### Apply what you read:
1. Decide whether each statement agrees with the forum thread on removing activated carbon from a Fluval Chi filter. (a) The first poster intends to add the Betta before the anubias plant. (b) In the Fluval Spec tanks described, the carbon is supplied in a mesh bag. (c) The first poster is convinced that carbon releases chemicals back into the water. Answer yes or no for each and quote the deciding words of the thread.
2. Carry on the forum thread on removing activated carbon from a Fluval Chi filter, starting after its final line.

# Fluval chi 6.6 gal.. Removing activated carbon?



## lindsayframe (Mar 11, 2013)

Hey guys, I'm about to set up a new 6.6g fluval chi. (Pure ammonia fishless cycle starting on Monday, I will then add a "potted" anubias plant in the central plant box, and the Betta will be my last addition.) I was thinking of removing the carbon in the filter, as I don't want it interfering with plant nutrients, don't want to have to change filter cartridge, and would like to use tannins in water (driftwood, almond leaf, maybe green tea is that is safe)... 

So my big question: I won't have the tank until Monday, and I don't know what the filter cartridge looks like. Anybody have any experience with the fluval chi filter and know of a way to take out carbon?

Thanks!


----------



## isochronism (Nov 24, 2012)

My Fluval Spec V 5.6 gal and Spec 2 gal come with the carbon in a mesh bag that fits in a opening in the foam filter media. I use them, so far. You can easily decide to not incorporate the carbon. Why do you elect to omit the carbon? You may be correct in doing so.


----------



## lindsayframe (Mar 11, 2013)

That's reassuring, i hope the chi is the same! Just in doing my research it seems that it's not incredibly effective after a couple of days, because adsorption sites run out quickly. I don't think that it releases the chemicals back into the water although some people are skeptical, but I would just prefer not to use it so that I can have tannins in the water without filtration constantly trying to remove them


----------



## isochronism (Nov 24, 2012)

### Information supplied:
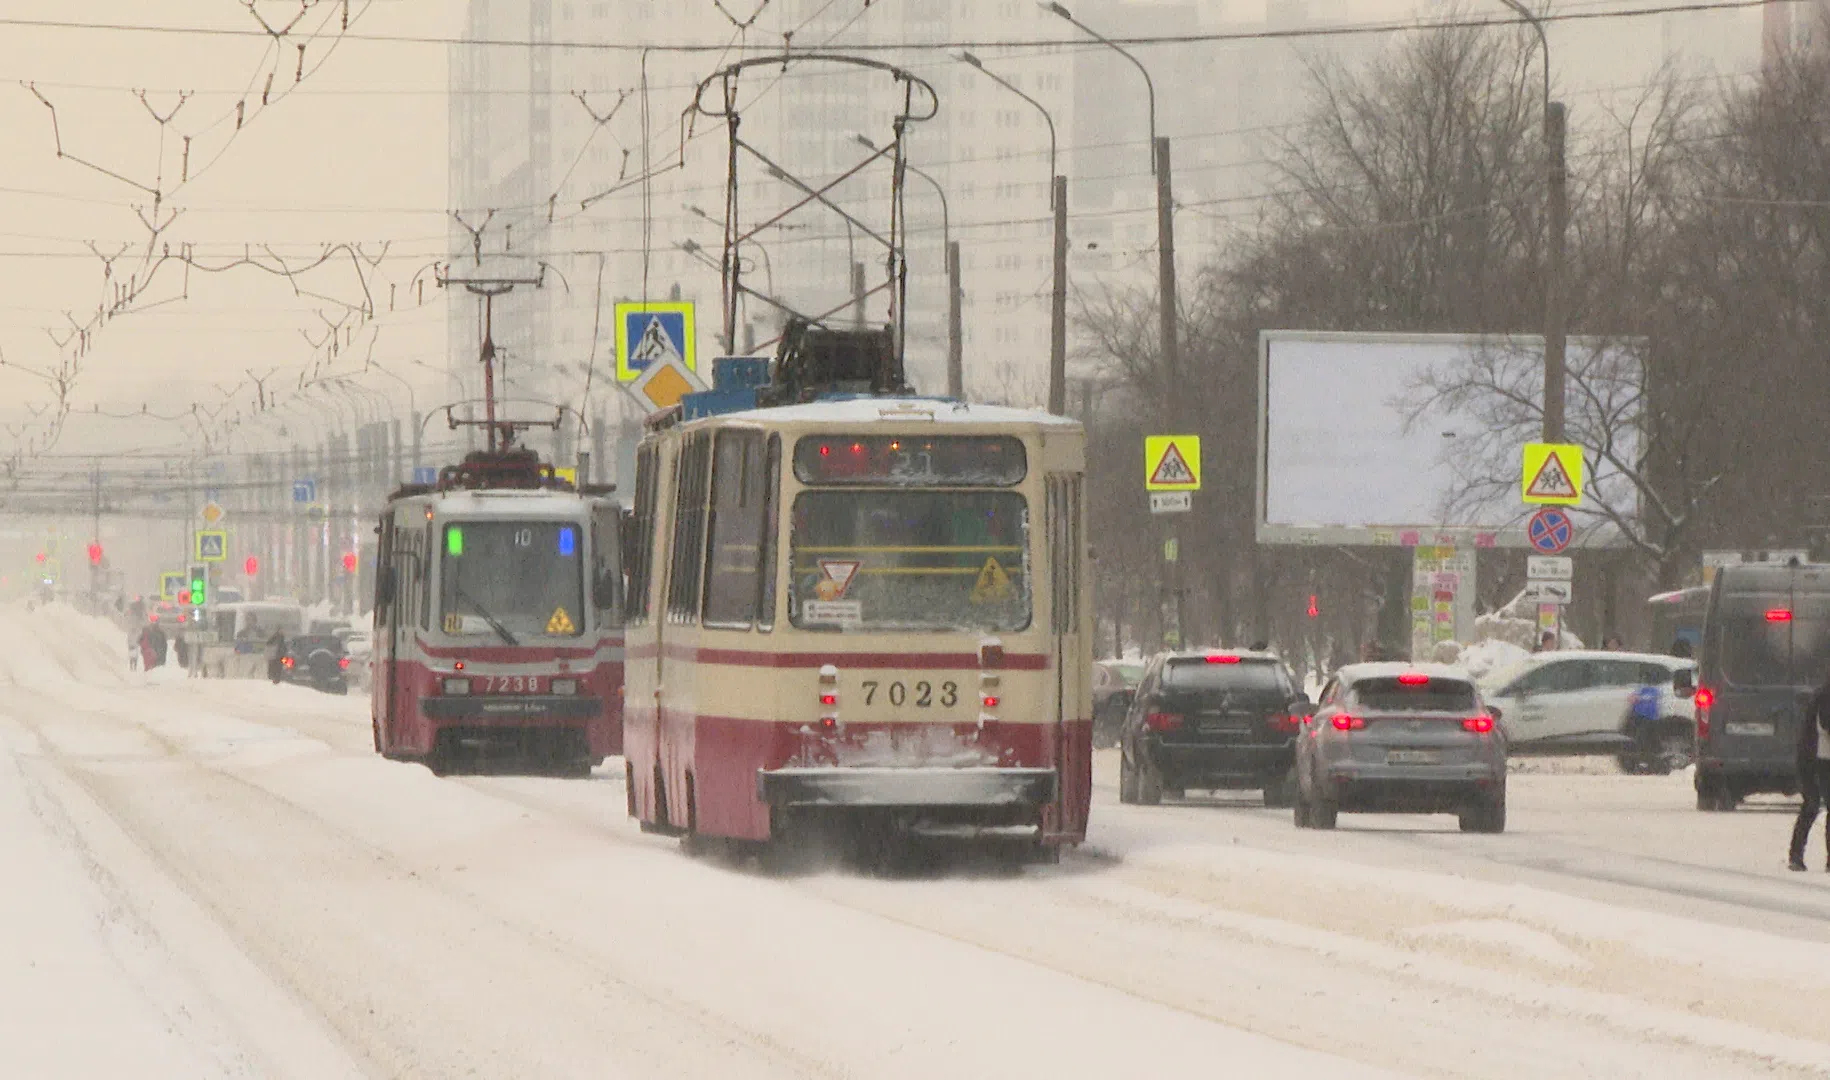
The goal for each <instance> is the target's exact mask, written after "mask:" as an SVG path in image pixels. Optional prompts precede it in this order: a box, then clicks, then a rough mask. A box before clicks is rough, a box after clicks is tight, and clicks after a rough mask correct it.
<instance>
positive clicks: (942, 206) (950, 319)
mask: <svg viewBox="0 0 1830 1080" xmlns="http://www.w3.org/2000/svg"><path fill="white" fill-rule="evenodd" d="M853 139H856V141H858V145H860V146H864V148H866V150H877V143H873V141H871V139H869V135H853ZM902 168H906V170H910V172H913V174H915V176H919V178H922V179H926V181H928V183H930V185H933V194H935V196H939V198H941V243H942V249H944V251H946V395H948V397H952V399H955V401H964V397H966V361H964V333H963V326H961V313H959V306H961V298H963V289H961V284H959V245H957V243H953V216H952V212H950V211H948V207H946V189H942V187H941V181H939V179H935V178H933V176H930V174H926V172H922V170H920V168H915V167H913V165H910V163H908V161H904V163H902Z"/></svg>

---

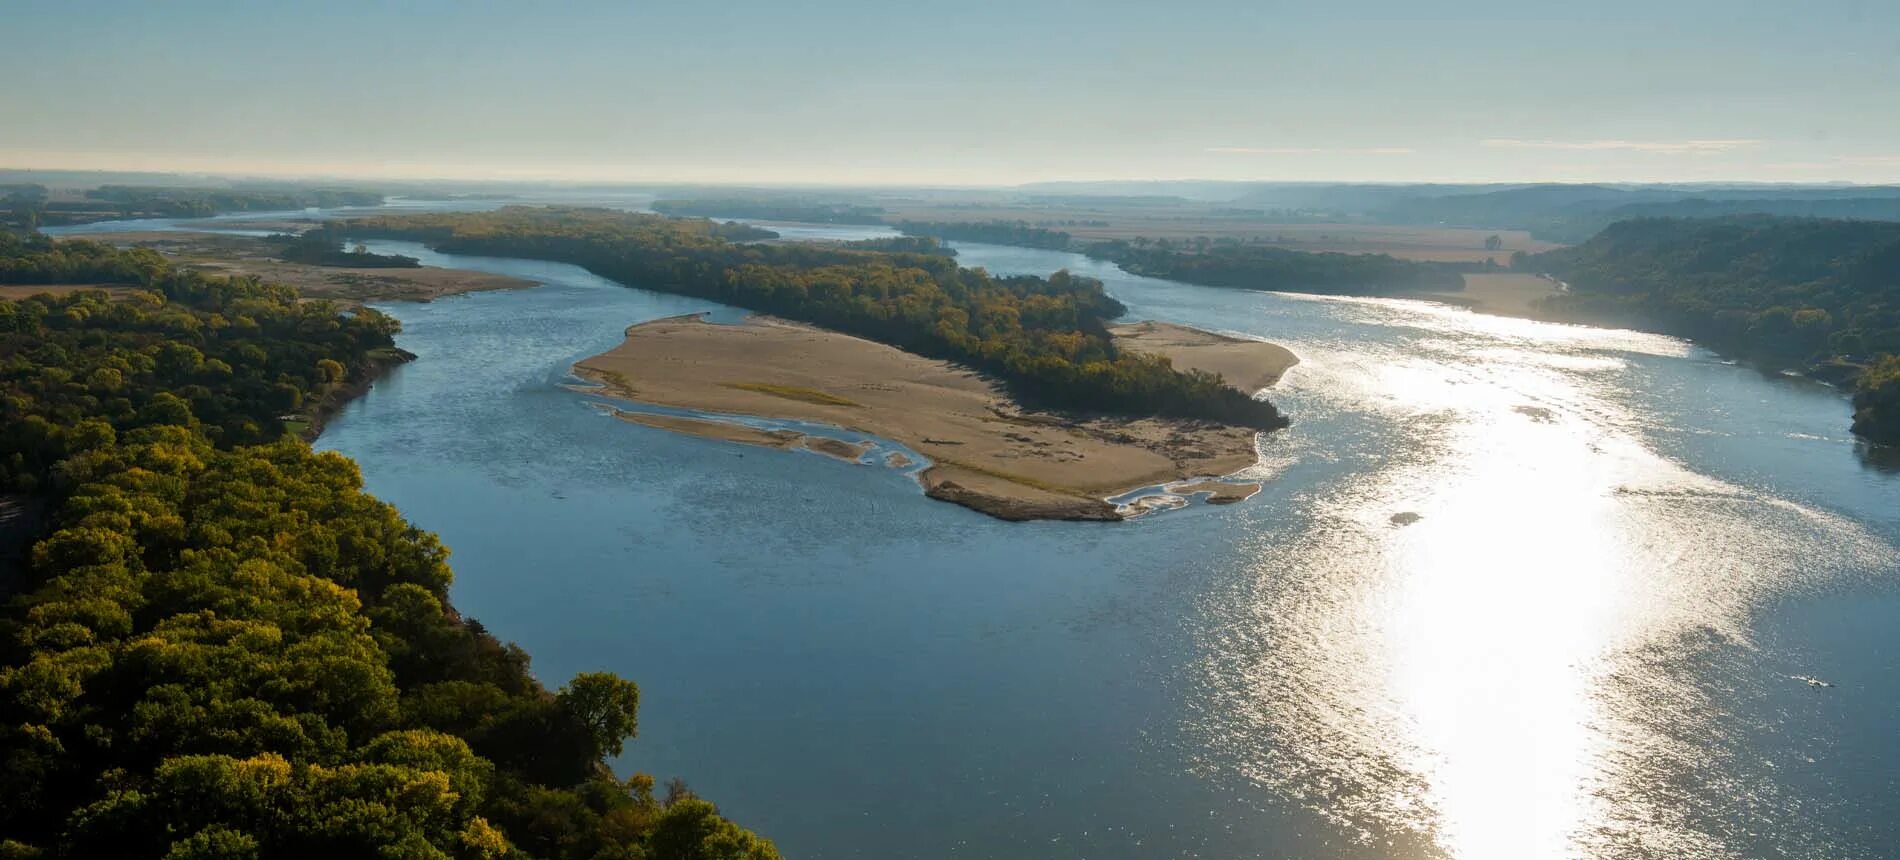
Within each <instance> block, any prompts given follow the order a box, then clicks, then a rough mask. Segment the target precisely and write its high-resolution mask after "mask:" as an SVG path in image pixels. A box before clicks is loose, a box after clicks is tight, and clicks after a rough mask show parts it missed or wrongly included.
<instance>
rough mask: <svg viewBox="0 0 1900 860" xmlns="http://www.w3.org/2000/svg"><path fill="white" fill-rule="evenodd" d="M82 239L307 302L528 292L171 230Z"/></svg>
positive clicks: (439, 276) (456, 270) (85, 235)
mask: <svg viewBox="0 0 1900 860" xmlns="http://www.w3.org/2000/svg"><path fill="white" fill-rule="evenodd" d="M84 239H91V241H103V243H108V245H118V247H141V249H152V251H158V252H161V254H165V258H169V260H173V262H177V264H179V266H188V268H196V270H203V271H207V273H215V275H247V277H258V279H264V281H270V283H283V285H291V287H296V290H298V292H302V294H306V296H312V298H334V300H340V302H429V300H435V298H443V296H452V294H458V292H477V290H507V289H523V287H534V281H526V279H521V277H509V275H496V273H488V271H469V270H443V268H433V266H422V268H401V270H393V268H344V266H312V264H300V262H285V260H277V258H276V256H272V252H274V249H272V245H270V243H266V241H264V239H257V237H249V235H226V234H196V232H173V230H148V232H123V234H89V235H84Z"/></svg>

...

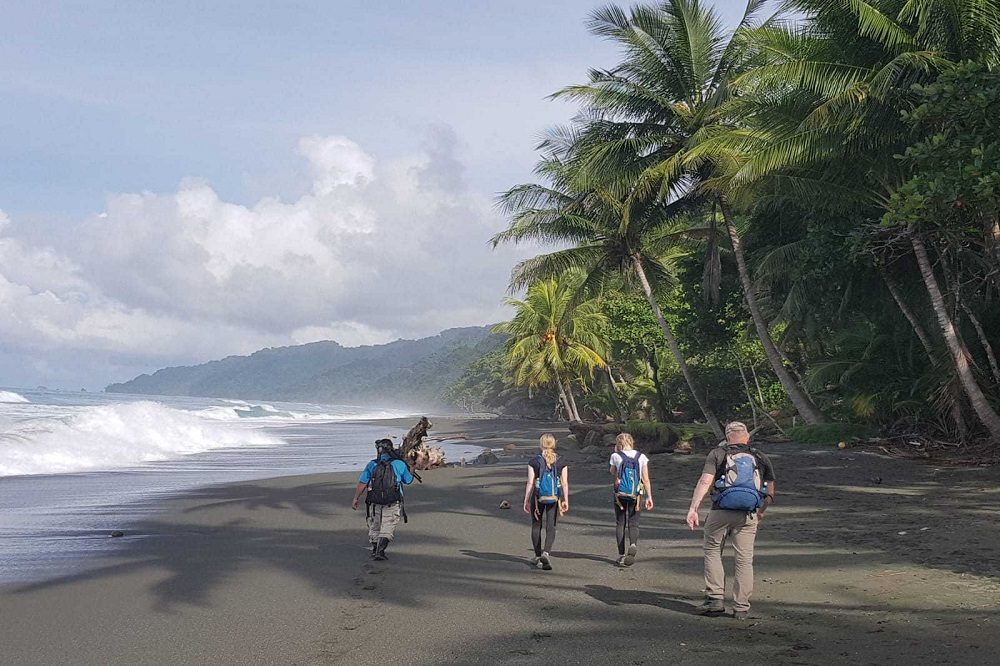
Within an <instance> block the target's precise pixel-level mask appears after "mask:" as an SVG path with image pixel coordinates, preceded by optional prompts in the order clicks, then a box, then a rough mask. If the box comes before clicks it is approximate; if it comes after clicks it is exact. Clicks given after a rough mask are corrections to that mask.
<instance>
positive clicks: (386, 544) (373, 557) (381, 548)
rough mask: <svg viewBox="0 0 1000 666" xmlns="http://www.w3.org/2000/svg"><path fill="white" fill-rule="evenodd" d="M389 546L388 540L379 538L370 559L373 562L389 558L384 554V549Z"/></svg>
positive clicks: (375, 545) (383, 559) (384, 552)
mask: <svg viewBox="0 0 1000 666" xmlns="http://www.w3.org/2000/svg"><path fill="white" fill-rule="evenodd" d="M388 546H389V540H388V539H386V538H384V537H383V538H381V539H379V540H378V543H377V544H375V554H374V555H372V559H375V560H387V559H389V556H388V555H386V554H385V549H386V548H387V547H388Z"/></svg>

### Exercise responses:
1.
(a) No: "the Betta will be my last addition."
(b) Yes: "come with the carbon in a mesh bag that fits in a opening in the foam filter media"
(c) No: "I don't think that it releases the chemicals back into the water"

2.
You make good logical sense.


----------



## lindsayframe (Mar 11, 2013)

I'm glad you think so! I will experiment with the tannins anyways and be incredibly diligent with my water conditioner so as not to miss anything.. might use the carbon periodically, we will see I guess. I think I'm a little paranoid after I lost my last betta, so I'd like to boost my new betta's immune system right off the bat!


----------



## frankiefire (Feb 26, 2013)

The carbon is not loose in it own bag. It's sewn onto the back of the filter pad. I guess you could cut it off but not sure how well that would work out. Look at the pic. I have the chi and have live plants which are doing fine.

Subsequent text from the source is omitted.